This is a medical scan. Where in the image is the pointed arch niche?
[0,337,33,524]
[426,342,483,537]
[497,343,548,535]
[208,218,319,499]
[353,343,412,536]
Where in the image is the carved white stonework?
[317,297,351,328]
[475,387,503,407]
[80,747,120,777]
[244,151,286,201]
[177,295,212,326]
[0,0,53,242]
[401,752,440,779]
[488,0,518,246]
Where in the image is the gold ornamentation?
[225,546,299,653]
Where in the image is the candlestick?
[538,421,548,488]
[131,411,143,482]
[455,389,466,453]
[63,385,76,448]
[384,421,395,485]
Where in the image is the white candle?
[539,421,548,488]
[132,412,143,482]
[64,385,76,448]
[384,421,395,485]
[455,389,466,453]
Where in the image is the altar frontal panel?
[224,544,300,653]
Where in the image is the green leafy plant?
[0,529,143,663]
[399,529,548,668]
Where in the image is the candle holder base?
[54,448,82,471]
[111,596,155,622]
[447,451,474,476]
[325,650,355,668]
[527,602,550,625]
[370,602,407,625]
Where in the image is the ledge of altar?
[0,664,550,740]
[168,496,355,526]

_Stated goal_. Quote all of the lines above verbatim, from the first to the last.

_Full solution_.
This is a medical scan. Where in the image is the pointed arch niche?
[0,337,33,524]
[426,342,483,537]
[497,343,548,535]
[208,218,319,499]
[353,343,412,536]
Where in the image is the carved white stonework?
[317,297,351,328]
[475,387,503,407]
[80,747,120,777]
[244,151,286,201]
[177,295,212,326]
[0,0,53,242]
[401,752,440,779]
[488,0,518,246]
Where in the image is the gold ornamentation?
[225,546,299,653]
Where in the image is the candlestick?
[538,421,548,488]
[131,411,143,482]
[455,389,466,453]
[63,385,76,448]
[384,421,395,485]
Where in the image is the white candle?
[539,421,548,488]
[132,412,143,482]
[64,385,76,448]
[384,421,395,485]
[455,389,466,453]
Where in the image is the altar frontal panel?
[224,544,300,653]
Where in the image is the green leafy plant?
[0,529,143,663]
[399,529,548,668]
Where in the image is the candle holder base?
[54,448,82,471]
[111,596,155,622]
[447,451,474,476]
[325,650,355,668]
[527,602,550,625]
[370,602,407,625]
Where in the image is the ledge of altar?
[0,664,550,740]
[168,496,355,526]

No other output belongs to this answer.